EXTRACTED TEXT:
+ + + + + + +

Sweat, Sacrifice and Camel Spiders: Marine Corps Museum's New Exhibits Capture Global War on Terrorism

Retired Maj. David McGrath on Wednesday stood in front of a new exhibit in the National Museum of the Marine Corps that depicts a harrowing moment of combat he experienced, one emblematic of the Global War on Terrorism -- or as he put it, "a day in the office."

A life-sized model of McGrath, molded from a cast of his own body, is shown calling in a medical evacuation for a turret gunner thrown from his hatch after his up-armored vehicle was hit by an improvised explosive device during a 2010 counterinsurgency mission in Helmand Province, Afghanistan.

+ + + + + + +

ASSIGNED TASK 1: List every place named in the article on the Marine Corps Museum exhibits.
ASSIGNED TASK 2: Continue the article on the Marine Corps Museum's new exhibits from the point where it stops.
The data after this point is separate material with no connection to the article on the Marine Corps Museum exhibits.

Photo-based referring expression data
+ + + + + + +

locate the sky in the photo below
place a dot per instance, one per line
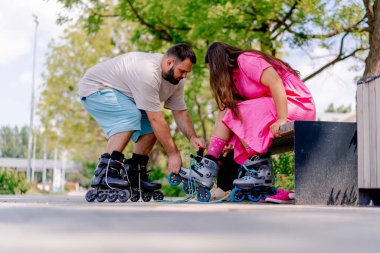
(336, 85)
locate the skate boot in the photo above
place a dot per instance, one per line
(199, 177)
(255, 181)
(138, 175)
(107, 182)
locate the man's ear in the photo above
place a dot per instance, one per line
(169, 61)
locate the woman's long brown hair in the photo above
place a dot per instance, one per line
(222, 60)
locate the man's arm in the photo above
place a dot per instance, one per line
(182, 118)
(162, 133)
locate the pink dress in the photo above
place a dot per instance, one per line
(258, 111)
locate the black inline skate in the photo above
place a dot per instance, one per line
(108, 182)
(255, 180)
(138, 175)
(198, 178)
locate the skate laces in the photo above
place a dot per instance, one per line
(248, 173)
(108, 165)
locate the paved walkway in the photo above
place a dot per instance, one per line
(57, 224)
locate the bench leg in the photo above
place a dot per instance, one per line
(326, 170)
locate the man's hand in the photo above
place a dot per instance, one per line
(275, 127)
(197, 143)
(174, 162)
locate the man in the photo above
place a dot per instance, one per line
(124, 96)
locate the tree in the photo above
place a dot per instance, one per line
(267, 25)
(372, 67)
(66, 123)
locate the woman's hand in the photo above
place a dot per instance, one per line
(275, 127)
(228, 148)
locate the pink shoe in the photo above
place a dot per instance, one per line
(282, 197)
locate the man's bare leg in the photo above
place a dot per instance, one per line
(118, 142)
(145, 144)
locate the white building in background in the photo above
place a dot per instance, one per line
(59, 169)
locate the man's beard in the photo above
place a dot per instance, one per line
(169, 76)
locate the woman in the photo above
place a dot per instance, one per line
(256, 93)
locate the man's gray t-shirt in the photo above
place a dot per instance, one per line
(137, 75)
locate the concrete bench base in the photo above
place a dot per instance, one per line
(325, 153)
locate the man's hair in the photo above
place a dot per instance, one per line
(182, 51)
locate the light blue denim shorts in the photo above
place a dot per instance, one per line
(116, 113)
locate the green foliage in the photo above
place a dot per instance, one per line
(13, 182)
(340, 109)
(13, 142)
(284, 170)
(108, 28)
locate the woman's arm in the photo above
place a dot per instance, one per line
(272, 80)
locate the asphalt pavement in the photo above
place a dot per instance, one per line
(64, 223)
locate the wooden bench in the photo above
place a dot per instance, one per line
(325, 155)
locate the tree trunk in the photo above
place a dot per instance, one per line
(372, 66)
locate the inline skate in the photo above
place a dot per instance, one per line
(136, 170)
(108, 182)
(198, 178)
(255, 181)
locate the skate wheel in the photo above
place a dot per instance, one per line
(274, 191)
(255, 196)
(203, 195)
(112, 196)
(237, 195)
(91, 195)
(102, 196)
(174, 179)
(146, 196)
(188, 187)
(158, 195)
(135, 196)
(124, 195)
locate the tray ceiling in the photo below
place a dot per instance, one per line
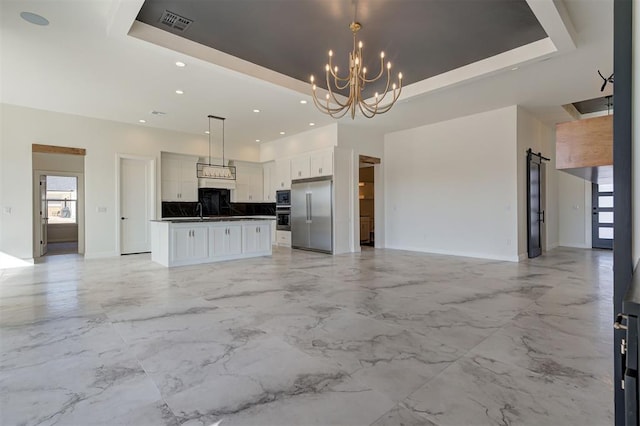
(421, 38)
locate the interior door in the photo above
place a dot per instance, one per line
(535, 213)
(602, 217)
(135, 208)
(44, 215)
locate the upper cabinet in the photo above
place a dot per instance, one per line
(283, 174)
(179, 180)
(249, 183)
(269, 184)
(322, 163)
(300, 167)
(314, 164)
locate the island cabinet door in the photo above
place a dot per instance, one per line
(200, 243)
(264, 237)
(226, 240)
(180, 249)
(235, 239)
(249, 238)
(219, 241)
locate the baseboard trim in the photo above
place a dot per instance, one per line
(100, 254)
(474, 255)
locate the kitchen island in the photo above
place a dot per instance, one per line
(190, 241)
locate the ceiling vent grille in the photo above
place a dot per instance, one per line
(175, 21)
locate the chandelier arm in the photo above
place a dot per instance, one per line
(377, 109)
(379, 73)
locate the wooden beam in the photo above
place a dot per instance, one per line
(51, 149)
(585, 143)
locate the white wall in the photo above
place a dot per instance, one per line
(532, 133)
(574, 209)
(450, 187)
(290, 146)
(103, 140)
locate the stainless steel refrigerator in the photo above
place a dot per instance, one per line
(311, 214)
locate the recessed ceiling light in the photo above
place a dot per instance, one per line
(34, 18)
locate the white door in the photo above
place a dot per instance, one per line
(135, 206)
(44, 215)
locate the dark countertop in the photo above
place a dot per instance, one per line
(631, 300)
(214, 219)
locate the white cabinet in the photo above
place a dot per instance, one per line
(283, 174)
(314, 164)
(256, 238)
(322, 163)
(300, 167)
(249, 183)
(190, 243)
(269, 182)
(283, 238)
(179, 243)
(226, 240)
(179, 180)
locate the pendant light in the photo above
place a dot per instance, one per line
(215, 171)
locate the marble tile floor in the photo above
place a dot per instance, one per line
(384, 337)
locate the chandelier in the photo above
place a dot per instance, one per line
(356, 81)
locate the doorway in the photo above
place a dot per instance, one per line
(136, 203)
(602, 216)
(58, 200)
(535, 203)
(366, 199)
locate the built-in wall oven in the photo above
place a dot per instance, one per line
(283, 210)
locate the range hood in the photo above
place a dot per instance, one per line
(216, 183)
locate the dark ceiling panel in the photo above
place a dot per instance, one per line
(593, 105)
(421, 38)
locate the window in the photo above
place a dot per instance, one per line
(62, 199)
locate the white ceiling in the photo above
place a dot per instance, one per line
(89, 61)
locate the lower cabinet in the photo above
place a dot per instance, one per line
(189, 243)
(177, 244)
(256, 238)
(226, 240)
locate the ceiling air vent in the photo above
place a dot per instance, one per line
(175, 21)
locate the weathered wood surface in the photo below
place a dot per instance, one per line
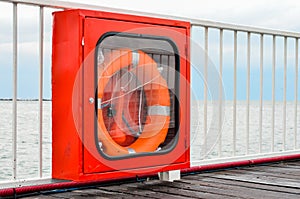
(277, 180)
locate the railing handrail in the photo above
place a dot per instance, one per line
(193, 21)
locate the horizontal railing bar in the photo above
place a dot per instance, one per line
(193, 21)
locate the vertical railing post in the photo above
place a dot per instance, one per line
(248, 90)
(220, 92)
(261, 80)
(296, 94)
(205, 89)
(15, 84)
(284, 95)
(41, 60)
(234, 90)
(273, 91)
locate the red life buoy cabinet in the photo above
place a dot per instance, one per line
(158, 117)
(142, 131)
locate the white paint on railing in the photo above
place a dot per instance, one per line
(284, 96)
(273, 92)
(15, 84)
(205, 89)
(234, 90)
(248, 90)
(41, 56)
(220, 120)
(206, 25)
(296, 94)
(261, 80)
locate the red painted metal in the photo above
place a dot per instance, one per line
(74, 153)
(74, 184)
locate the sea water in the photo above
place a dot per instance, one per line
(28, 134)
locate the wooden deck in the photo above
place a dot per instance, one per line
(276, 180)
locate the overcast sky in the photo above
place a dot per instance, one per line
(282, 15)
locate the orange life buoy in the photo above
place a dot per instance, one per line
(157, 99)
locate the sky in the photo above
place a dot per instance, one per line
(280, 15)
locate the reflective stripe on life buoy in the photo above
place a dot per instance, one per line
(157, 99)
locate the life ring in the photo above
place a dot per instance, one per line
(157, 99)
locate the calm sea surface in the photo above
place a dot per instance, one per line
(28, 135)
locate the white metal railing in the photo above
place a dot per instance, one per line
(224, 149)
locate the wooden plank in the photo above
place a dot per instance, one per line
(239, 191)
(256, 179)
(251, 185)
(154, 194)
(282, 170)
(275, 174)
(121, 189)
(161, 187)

+ + + + + + +

ANSWER 1:
National Museum of the Marine Corps
Helmand Province
Afghanistan

ANSWER 2:
A massive crater pocks the ground under the vehicle as a corpsman tends to the gunner and McGrath -- then a captain with Special Operations Task Force 82 -- is speaking into a radio. It was one of the new exhibits shown to reporters this week in the museum that depicts pre- and post-9/11 Marine Corps actions, and each of the countless details in the 20,000 square feet of galleries tells a story like his.

"We did this. I had my sleeves rolled. These are the glasses I wore. These are the boots I had," McGrath said of the process it took to bring that moment to a real-as-can-be depiction for the museum. "And you try to make it as accurate as possible."